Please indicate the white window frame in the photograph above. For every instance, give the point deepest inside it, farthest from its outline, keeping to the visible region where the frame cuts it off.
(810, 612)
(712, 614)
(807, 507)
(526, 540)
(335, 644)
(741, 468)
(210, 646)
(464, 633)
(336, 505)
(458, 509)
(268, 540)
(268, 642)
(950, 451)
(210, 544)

Task brief — Scale the records above by reproducing every one of their lines, text and answers alike, with each point coordinate in the answers multiplied by 0.8 and rounded to a whole number, halves rounding up.

The completed task —
Please indicate the white window frame in the photograph above. For every instance, give the point deepest inside it, farthest from its outline, keeping to the visible region where the frame cuts it off.
(648, 490)
(570, 491)
(646, 406)
(421, 432)
(268, 515)
(593, 374)
(168, 517)
(371, 506)
(269, 404)
(366, 407)
(214, 432)
(214, 514)
(760, 361)
(168, 435)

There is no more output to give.